# Your task
Format everything in the data from the line containing "Pass-network tagging: label the crumbled" down to the line containing "[(234, 283)]" as a numbered list, including both of those lines. Leave out any blank lines.

# Task inputs
"""

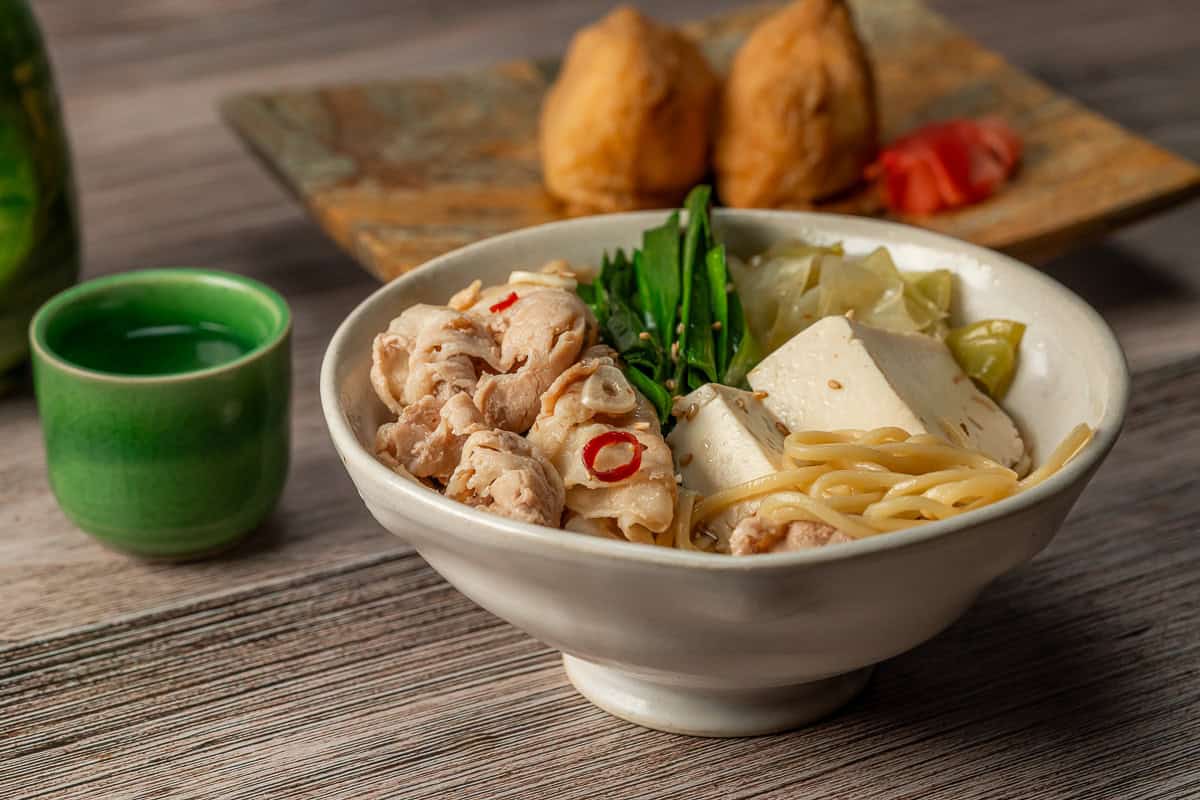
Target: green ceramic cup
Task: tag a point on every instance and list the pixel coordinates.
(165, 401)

"""
"""

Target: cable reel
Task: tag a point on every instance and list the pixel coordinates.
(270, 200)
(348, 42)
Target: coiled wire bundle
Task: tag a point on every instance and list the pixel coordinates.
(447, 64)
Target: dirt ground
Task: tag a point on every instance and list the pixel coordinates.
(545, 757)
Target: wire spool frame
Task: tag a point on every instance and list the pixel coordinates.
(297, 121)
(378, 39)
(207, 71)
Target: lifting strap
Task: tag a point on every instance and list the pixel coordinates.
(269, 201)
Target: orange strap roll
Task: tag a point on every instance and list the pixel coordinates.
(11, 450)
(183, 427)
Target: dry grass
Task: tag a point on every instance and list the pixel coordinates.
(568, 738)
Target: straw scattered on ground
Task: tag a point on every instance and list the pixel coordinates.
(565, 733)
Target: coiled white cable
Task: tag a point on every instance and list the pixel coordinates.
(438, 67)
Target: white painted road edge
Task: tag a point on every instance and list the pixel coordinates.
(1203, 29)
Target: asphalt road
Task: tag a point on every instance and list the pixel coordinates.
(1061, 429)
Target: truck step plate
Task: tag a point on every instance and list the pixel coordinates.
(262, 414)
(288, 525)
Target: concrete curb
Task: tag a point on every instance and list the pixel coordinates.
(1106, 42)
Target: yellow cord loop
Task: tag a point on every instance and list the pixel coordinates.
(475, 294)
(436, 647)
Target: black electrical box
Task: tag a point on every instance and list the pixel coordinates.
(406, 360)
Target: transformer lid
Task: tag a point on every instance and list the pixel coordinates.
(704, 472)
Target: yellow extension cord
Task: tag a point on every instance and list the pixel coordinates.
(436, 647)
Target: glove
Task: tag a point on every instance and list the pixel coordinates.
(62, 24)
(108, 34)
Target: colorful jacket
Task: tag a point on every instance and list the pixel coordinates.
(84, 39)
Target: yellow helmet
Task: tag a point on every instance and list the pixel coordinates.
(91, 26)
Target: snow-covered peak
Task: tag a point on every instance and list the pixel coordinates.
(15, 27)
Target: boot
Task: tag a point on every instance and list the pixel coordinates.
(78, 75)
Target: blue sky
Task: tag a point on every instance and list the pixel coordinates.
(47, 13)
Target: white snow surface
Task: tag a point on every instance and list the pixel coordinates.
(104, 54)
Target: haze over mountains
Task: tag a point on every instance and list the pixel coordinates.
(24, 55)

"""
"""

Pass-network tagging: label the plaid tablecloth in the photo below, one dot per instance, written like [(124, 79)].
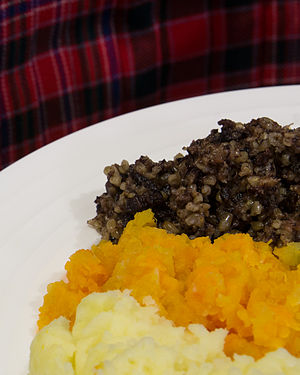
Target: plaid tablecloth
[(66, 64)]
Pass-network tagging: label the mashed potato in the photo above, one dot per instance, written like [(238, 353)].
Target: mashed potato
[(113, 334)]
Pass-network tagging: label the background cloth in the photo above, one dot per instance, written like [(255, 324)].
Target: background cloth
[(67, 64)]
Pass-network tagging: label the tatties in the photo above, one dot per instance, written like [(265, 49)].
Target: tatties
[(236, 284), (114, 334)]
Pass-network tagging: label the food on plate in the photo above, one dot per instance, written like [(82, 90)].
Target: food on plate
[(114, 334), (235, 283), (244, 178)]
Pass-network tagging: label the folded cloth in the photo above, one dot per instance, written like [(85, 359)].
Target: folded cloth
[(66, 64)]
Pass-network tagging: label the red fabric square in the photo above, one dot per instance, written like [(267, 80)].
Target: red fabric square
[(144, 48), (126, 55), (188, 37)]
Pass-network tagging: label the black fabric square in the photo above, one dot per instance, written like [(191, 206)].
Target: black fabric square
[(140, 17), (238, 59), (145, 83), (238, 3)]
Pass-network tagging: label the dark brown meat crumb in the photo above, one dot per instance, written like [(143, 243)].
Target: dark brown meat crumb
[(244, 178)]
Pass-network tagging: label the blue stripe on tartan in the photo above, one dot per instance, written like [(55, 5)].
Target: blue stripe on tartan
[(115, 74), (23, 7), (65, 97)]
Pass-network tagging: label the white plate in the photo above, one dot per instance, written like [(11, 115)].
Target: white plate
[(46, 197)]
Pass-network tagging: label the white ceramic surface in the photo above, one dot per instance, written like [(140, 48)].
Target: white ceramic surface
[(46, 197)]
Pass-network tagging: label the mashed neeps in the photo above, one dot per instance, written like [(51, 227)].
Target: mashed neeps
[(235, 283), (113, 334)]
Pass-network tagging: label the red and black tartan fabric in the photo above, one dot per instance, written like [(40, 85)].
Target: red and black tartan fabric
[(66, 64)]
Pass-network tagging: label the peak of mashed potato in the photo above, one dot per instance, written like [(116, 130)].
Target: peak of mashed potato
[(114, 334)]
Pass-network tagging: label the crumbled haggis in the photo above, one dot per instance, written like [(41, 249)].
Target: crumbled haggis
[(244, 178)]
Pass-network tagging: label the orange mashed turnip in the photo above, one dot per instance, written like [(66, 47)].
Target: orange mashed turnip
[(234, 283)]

"""

# Answer for the task
1. Pass-network tagging: label the crumbled haggis in the photo above, one dot per instance, written like [(41, 249)].
2. Target: crumbled haggis
3. [(244, 178)]
4. Pass-network tagging: label the orange mashed turnip in the photo above, one dot per instance, written like [(66, 47)].
5. Target: orange mashed turnip
6. [(234, 283)]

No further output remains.